_Obiettivo del compito_
Prosegua il testo sul ricorso contro il silenzio dell’amministrazione, riprendendo subito dopo l’ultima frase riportata.

===== Brano proposto =====

Il ricorso contro il silenzio

Lo schema sopra descritto conosce numerose varianti. La prima riguarda l’ oggetto dell’ impugnazione: infatti, la legge fa riferimento ad atti o provvedimenti dell’ autorità amministrativa; e, tuttavia, l’ interessato può essere danneggiato non da un atto, ma da una omissione (ad es., l’ amministrazione che rimane inerte su una richiesta di autorizzazione o di concessione impedisce al privato di ottenere ciò a cui aspira).

Al fine di risolvere il problema, pertanto, il d.l. 35/05, conv. in L. 80/05, ha conferito all’ inerzia dell’ amministrazione il valore di assenso. È stato stabilito, infatti, che nei procedimenti ad istanza di parte, per il rilascio di provvedimenti amministrativi, il silenzio dell’ amministrazione equivale ad accoglimento della domanda, se l’ amministrazione, entro il termine per la conclusione del procedimento, non comunica il diniego o non indice una conferenza di servizi.

È necessario sottolineare, però, che questa regola non trova applicazione per gli atti e per i procedimenti che riguardano il patrimonio culturale o paesaggistico, l’ ambiente, la difesa nazionale, la pubblica sicurezza o l’ immigrazione, la salute e l’ incolumità pubblica: in tutti questi casi, una volta scaduto il termine per la conclusione del procedimento, l’ inerzia dell’ amministrazione equivale a silenzio-rifiuto. Questo silenzio, tuttavia (così come disposto dalla novella introdotta dal d.l. 35/05), può essere impugnato immediatamente davanti al giudice amministrativo senza necessità di notificare all’ amministrazione inadempiente un atto di diffida. Il ricorso, in questo caso, può essere proposto dopo che è decorso il termine entro il quale deve concludersi il procedimento (di regola 90 gg.) e comunque non oltre 1 anno dalla scadenza di detto termine.

La principale novità consiste, però, nel fatto che il giudice amministrativo può conoscere della fondatezza dell’ istanza: mentre, infatti, fino ad ora il Tar, adìto con il ricorso contro il silenzio, si limitava ad accertare che l’ amministrazione avesse realmente un obbligo di provvedere (e che, quindi, a tale obbligo non avesse adempiuto), oggi invece può valutare se il provvedimento richiesto spetti effettivamente al ricorrente o meno. In tal modo, il giudice può sostituirsi all’ amministrazione o, comunque, vincolarla strettamente, accertando la fondatezza della pretesa del privato (da tale accertamento positivo deriva, infatti, l’ obbligo dell’ amministrazione di rilasciare il provvedimento).

===== Dati presentati =====

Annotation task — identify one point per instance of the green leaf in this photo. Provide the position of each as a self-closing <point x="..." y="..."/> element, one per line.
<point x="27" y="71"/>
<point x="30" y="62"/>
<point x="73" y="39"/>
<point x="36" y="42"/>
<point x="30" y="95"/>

=====

_Risposta proposta_
Da quanto detto, si evince chiaramente che la legge ha predisposto una tutela rafforzata contro il silenzio dell’ amministrazione. A questo punto, però, è necessario porsi un quesito fondamentale: come si giustifica una tutela così efficiente contro il silenzio quando contro il provvedimento negativo esplicito il ricorrente deve ricorrere al procedimento ordinario e subire i suoi tempi lunghi senza poter ottenere dal giudice una pronuncia che accerti la fondatezza della sua pretesa? Partendo da questa domanda, il Consiglio di Stato ha ridimensionato la portata dei poteri del giudice, stabilendo che l’ accertamento della fondatezza dell’ istanza sulla quale l’ amministrazione ha mantenuto il silenzio è ammesso in soli due casi:

• quando l’ atto richiesto è dovuto o vincolato (e non c’è da compiere alcuna scelta discrezionale);

• quando l’ istanza è del tutto infondata, sicché sarebbe irragionevole obbligare l’ amministrazione a provvedere, dal momento che l’ atto espresso non potrebbe che essere di rigetto.

Quando, invece, l’ atto richiesto è discrezionale, il giudice non può compiere la valutazione di fondatezza dell’ istanza, perché facendolo si sostituirebbe all’ amministrazione (e compirebbe, così, un’ operazione in contrasto con il principio della separazione dei poteri, che è eccezionalmente ammessa quando la legge attribuisce anche una giurisdizione nel merito: ma non è questo il caso).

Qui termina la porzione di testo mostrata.